::: Passage

What is the point of the regression in Longstaff Schwartz method?

In the Longstaff and Schwartz method of pricing American options, what is the point of the regressions at each step?

The goal is to approximate an optimal stopping time for each path. However, why approximate, when you can get an exact stopping time for each path by just ... you know ... using the values you've simulated to figure out when the best stopping time is?

For example, say the maturity is $T$, and at time $T - 1$, we want to estimate the continuation value for each path. But I already know what the continuation value is for each path, I know it exactly, I just use what the stock value for that particular path is, and then calculate what my option payoff will be in the next period. Why do I need to use regression? What is the point?

• The method you propose involves insight into the future, which is not realistic and results in large overestimation of the value of the option (try it). The LS method forms an estimate using only past data, which is key to a fair valuation. Jun 16 '18 at 16:39
• @AlexC that's not entirely true since the dependent variable in the training data for the cross sectional regression is the discounted one-step-ahead cashflow. The algorithm does indeed look ahead since it uses that path's realized continuation value, but most of the data are from independent simulations. Jun 16 '18 at 17:34
• The answer is: Read the L&S paper carefully, This is explained pertty well in there. Jun 16 '18 at 17:36
• people.math.ethz.ch/~hjfurrer/teaching/… Jun 16 '18 at 17:38
• This is a classic paper that is very easy to follow, so it's a must read for anyone interested in these things. I think that it will definitely help you more if you read the paper, than getting an easy shortcut to the exact page from me. Of course be free to seek lazy shortcuts and insulting other people. But take it from me, no one will ever hire someone with your personality, so there's no point really for you being here. Jun 16 '18 at 23:02

You are mixing up the realization of a random variable with its expected value at a certain stage.

Let's say you are at path $i$ and time step $t_j$, what you want is not the realization of the stock at $t_{j+1}$ but rather its expected value at $t_{j+1}$ conditional on the info you have up to $t_j$.

The brute force approach here would be to do a (nested) Monte Carlo starting at $t_j$ to get this expectation, which is very costly in terms of computing power.

Longstaff and Schwarz' approach uses a regression to kind of extract this info from all realizations $t_{j+1}$ across all paths.

I won't go further into the details. As everybody said in the comments, the paper is a must read and is very well explained using a simple example. If anything is unclear for you in the paper then everybody here will be happy to help.

::::::
::: Data shown

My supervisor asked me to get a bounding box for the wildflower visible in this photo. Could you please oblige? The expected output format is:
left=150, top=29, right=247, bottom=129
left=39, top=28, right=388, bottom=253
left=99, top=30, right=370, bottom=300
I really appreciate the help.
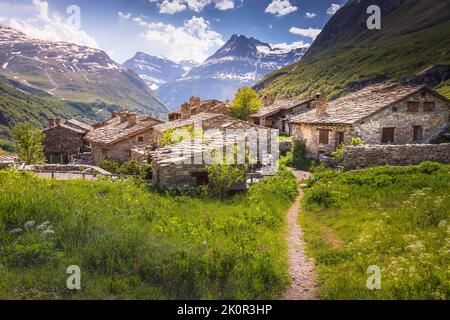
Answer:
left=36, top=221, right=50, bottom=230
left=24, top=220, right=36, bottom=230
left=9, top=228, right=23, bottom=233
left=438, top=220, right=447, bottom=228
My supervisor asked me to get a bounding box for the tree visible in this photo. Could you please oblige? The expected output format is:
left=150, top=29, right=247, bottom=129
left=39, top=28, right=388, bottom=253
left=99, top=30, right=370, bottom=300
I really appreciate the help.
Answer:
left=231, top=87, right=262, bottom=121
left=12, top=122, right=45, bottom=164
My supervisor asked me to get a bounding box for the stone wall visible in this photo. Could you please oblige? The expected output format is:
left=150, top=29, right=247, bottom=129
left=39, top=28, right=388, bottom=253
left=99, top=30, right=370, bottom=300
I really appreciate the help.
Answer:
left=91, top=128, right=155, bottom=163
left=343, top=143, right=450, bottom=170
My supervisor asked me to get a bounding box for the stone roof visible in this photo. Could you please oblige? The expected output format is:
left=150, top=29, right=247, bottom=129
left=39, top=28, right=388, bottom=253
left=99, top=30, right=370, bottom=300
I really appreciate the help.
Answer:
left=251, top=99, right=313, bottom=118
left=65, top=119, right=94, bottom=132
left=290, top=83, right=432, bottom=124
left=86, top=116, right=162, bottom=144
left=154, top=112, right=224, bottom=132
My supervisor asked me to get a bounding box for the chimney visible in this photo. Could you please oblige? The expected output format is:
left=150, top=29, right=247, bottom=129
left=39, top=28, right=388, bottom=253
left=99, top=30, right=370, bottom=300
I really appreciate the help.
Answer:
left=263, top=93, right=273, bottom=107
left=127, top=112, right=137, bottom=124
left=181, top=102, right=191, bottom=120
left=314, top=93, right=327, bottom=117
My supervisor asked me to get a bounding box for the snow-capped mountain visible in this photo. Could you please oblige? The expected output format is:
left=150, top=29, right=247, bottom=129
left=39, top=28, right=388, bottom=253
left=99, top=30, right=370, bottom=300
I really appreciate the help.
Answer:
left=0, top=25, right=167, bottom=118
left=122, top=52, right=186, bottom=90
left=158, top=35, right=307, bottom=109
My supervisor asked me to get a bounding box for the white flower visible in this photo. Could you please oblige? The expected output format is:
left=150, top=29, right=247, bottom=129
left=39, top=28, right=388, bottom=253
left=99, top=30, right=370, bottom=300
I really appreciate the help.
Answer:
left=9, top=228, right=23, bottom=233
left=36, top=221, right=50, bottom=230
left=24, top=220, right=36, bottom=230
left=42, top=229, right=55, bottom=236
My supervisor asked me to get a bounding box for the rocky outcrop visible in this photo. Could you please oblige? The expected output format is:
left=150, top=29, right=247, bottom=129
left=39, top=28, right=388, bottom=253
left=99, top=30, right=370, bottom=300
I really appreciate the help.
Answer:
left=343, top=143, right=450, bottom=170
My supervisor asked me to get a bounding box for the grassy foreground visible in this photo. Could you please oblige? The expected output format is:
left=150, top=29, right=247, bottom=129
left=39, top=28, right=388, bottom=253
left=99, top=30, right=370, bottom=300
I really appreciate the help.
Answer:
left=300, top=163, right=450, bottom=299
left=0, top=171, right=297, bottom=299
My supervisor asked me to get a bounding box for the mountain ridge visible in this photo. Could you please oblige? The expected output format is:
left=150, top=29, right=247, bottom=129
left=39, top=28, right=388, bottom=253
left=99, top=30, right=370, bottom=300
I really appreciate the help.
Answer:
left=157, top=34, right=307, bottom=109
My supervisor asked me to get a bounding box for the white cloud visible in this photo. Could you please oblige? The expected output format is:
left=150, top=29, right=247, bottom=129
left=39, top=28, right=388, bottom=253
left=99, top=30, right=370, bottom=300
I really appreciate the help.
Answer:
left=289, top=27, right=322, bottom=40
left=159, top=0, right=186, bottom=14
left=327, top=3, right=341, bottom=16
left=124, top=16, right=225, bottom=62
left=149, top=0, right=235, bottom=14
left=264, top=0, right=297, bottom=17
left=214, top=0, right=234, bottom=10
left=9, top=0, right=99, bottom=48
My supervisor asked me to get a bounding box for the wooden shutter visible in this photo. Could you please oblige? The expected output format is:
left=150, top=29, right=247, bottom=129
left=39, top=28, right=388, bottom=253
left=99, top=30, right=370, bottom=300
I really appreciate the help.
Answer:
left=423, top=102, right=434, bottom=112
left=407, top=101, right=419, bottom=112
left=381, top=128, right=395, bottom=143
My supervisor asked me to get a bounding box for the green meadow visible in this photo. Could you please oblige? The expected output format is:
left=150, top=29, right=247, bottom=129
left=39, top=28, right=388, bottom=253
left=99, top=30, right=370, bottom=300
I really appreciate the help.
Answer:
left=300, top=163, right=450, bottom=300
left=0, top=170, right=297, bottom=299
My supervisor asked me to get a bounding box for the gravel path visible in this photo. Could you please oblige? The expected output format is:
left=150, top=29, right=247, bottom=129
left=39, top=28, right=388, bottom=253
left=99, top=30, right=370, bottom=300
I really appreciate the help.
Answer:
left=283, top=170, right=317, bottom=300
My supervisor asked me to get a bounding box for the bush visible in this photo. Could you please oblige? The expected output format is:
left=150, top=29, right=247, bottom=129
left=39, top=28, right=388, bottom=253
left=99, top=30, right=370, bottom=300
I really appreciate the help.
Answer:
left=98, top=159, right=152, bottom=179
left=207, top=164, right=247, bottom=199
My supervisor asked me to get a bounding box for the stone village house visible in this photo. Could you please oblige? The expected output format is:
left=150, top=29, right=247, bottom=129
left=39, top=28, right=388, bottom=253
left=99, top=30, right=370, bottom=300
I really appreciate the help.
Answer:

::::::

### [Job 1]
Reword the Longstaff-Schwartz thread, everything from "I won't go further" down to "happy to help.", so that "paper" becomes "article".
### [Job 2]
List every timestamp attached to a comment in the Longstaff-Schwartz thread.
The lines have nothing to do with the Longstaff-Schwartz thread.

### [Full answer 1]
I won't go further into the details. As everybody said in the comments, the article is a must read and is very well explained using a simple example. If anything is unclear for you in the article then everybody here will be happy to help.

### [Full answer 2]
Jun 16 '18 at 16:39
Jun 16 '18 at 17:34
Jun 16 '18 at 17:36
Jun 16 '18 at 17:38
Jun 16 '18 at 23:02